DOCUMENT PASSAGE:
◆ ◆ ◆ ◆ ◆

That's true for the most part, because uh definitely with credit card debt, because credit card debt has a such a high interest rate that you really want to get those things paid off because, or else it just snowballs into something that you can't pay off. I mean, for things like, you know, debt that has a smaller interest rate on it, I mean you don't necessarily have to have those completely paid off before you can start putting money into a Roth IRA or a traditional IRA or start putting some money away for retirement. Um, because usually the interest rates on those are sustainable as long as you can keep making the monthly payments or actually contribute a little more to the principal so that you get it down. But yeah, for the most part, right, like you got to make sure that your bills are paid. You got to make sure that there's no credit card debt. And an emergency fund is always a nice thing to have if you can build one, because if there is, you know, God forbid, like an emergency with your car, you have something to pull from. Um, because the thing with investing, with investments is that every time that you sell a security, whether it's a stock, a bond, an ETF, or some kind of cryptocurrency commodity, whatever it may be, there is a taxable consequence to that, um, regardless of which account that you're pulling from. Um, so that's why it's always good to have the emergency fund first so that you can pull away from that stuff tax-free.

SPEAKER_00:

Okay. So so if I hear you correctly, kind of the notion of if you are gonna invest, then try to not touch that money that you are investing until, of course, you know, you're selling it for your retirement or for your college fund.

SPEAKER_01:

Yeah, for whatever, for whatever the goal is, right? Because say if you buy a share of, say if you buy 10 shares of Microsoft at$400 and then the shares appreciate to$500, right? You've made a$500 profit on that, depending on the time frame of which you sell when of which you sell that investment within, right? There's going to be a taxable capital gain that you have to pay money on. Um, so that's not, you know, if my car engine breaks down, I would much rather use an emergency fund that is just fully maybe in cash and a high yield savings account to pay that off rather than having to sell a security such as maybe those Microsoft shares that I've appreciated and having to then worry about paying a capital gains tax on the next year.

◆ ◆ ◆ ◆ ◆

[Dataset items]
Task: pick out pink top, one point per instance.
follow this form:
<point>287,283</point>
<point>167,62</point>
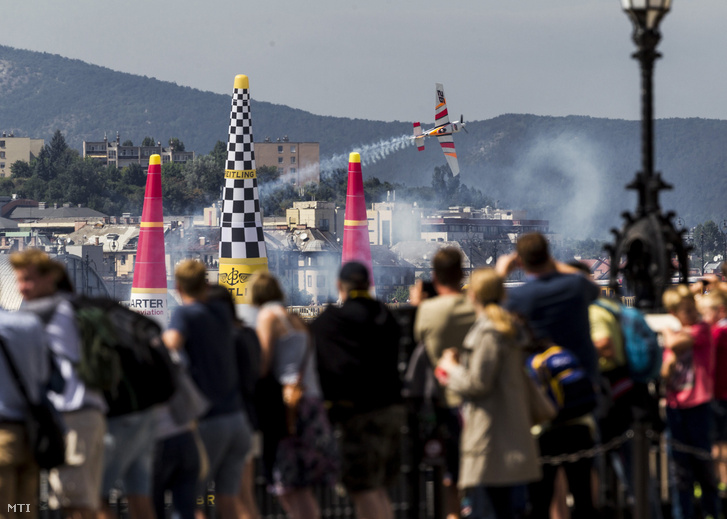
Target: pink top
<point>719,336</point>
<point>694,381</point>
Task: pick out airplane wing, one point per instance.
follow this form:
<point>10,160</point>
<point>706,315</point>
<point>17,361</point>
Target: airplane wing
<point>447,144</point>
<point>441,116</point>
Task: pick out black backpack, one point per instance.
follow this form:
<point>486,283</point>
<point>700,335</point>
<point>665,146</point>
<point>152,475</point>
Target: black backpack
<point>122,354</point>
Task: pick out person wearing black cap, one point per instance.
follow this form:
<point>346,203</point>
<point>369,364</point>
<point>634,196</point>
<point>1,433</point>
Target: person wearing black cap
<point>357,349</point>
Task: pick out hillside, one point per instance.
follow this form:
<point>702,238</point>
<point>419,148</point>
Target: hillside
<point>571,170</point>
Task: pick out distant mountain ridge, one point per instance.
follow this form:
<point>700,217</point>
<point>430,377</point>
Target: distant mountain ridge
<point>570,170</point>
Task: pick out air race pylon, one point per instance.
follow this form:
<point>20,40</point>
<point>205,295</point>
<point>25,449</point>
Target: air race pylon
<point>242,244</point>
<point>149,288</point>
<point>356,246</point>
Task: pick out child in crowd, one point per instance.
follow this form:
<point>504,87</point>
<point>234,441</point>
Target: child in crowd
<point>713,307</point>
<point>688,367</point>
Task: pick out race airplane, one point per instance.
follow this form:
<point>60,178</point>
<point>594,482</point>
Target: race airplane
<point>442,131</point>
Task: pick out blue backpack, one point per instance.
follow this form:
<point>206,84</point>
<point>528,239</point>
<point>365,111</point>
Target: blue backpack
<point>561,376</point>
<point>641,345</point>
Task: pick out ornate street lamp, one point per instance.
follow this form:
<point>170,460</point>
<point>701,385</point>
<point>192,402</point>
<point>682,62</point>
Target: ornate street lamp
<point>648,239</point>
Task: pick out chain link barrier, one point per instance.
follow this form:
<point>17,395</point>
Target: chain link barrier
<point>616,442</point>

◆ ◆ ◆ ◆ ◆

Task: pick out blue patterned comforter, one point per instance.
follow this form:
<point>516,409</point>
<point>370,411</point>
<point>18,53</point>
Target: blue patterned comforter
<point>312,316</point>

◆ ◆ ◆ ◆ ◆

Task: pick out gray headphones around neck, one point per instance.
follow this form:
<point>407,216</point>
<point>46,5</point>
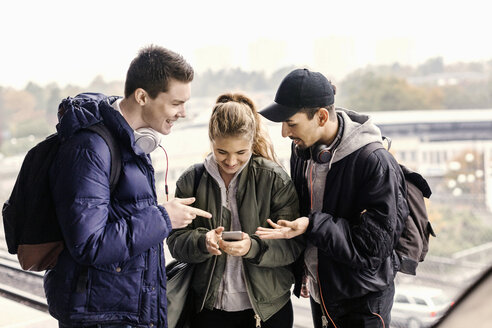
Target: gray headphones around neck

◆ ◆ ◆ ◆ ◆

WORK TO COMPLETE: From the conversation about debt and investing, reproduce word for word the passage that opens with the words containing "Yeah, for whatever, for" and closes with "the next year.".

FULL RESPONSE:
Yeah, for whatever, for whatever the goal is, right? Because say if you buy a share of, say if you buy 10 shares of Microsoft at$400 and then the shares appreciate to$500, right? You've made a$500 profit on that, depending on the time frame of which you sell when of which you sell that investment within, right? There's going to be a taxable capital gain that you have to pay money on. Um, so that's not, you know, if my car engine breaks down, I would much rather use an emergency fund that is just fully maybe in cash and a high yield savings account to pay that off rather than having to sell a security such as maybe those Microsoft shares that I've appreciated and having to then worry about paying a capital gains tax on the next year.